Copy each line from the entries that the word "orange" appears in.

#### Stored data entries
►

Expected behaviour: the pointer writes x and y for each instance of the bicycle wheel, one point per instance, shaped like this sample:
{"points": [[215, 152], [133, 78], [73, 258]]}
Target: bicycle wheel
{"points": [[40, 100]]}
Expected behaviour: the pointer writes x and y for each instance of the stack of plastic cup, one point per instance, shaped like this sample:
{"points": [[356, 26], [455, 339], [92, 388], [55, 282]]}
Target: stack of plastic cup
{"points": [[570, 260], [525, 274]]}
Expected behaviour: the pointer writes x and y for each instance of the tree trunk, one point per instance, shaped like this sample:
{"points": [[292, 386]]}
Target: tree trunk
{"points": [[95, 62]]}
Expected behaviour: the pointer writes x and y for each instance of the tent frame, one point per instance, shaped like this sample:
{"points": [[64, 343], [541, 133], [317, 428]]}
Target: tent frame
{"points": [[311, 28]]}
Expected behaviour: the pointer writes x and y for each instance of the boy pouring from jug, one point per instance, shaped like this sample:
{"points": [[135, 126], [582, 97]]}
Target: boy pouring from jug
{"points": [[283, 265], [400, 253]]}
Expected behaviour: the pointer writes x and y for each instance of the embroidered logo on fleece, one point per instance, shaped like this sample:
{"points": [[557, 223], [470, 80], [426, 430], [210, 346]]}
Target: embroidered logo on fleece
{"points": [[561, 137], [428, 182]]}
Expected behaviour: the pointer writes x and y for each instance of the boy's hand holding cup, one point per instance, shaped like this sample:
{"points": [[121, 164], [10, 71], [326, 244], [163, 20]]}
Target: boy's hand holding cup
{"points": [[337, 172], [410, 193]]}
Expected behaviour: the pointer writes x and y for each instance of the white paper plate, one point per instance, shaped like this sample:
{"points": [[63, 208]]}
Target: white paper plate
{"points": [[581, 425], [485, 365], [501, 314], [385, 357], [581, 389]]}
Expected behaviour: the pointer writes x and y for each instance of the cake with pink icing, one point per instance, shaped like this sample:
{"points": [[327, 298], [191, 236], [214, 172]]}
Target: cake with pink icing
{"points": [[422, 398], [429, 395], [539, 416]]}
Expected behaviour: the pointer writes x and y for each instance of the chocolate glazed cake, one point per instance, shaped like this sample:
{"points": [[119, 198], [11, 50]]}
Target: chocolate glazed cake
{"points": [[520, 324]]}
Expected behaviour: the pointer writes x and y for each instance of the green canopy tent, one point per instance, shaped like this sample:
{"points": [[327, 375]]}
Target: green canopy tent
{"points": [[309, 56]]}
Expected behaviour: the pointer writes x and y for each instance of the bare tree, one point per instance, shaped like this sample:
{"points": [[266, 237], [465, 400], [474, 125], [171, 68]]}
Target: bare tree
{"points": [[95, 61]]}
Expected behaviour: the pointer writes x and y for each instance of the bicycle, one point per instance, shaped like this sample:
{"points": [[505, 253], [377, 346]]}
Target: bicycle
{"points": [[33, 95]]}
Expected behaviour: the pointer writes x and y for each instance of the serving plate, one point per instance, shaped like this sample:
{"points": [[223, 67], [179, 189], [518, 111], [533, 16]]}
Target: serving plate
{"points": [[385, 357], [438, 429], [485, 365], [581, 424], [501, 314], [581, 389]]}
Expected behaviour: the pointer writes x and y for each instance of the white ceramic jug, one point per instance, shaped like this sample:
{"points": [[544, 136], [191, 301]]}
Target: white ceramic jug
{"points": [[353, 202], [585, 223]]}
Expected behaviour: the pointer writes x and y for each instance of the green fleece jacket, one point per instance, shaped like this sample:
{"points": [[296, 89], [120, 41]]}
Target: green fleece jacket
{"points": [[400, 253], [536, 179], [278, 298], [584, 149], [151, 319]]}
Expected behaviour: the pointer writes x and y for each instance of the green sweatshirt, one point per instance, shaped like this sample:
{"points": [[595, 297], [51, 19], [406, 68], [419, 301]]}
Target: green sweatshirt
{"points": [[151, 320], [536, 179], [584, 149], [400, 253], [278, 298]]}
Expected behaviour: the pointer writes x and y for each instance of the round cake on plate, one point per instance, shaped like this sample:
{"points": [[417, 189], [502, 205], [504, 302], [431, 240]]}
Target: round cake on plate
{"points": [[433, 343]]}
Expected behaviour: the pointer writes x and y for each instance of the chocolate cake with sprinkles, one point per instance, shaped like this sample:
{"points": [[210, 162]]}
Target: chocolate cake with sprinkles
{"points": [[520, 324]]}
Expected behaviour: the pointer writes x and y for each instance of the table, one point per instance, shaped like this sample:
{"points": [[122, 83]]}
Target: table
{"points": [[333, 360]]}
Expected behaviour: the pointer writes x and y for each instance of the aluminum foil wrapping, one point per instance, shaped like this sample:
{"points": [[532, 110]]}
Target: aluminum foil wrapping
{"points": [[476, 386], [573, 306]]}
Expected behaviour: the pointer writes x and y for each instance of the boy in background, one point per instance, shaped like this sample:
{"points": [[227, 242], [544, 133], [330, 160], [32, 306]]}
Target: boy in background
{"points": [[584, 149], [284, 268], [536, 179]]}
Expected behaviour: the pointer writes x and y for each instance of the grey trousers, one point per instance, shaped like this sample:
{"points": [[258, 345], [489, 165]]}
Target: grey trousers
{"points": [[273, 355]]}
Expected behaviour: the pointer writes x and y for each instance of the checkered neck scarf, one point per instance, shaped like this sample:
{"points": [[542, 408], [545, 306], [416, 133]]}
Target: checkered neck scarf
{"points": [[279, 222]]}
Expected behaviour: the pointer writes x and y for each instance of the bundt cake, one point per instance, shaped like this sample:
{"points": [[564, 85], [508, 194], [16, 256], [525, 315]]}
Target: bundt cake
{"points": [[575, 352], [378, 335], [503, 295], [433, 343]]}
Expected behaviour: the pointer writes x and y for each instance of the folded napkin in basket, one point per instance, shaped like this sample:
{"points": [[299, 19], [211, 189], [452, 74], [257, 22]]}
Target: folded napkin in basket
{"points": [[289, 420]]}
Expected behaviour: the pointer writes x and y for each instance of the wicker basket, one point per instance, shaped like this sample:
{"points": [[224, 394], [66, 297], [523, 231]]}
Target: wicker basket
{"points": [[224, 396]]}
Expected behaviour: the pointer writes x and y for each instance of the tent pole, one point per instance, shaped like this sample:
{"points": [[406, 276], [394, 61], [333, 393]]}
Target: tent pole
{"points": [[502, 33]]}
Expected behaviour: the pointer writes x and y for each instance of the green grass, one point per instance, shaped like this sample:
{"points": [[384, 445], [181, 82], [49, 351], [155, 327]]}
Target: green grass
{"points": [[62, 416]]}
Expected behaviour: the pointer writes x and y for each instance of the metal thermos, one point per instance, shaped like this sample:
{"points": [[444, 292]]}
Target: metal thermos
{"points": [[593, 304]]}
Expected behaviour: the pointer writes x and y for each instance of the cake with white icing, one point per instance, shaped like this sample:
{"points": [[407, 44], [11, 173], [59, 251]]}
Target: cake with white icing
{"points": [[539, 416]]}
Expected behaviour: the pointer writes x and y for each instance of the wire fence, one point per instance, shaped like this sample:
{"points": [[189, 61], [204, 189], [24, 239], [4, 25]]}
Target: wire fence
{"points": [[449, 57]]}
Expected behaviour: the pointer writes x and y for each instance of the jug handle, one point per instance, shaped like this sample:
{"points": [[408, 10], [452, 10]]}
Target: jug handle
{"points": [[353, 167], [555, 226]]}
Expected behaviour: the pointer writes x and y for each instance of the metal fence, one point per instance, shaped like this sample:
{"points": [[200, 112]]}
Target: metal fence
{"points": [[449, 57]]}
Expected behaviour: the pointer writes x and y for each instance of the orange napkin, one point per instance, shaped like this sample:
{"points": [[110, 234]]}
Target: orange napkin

◄

#### EXERCISE ANSWER
Expected behaviour: the pointer writes x and y for each instance of the orange napkin, one point per instance, shaped like this sample:
Target: orange napkin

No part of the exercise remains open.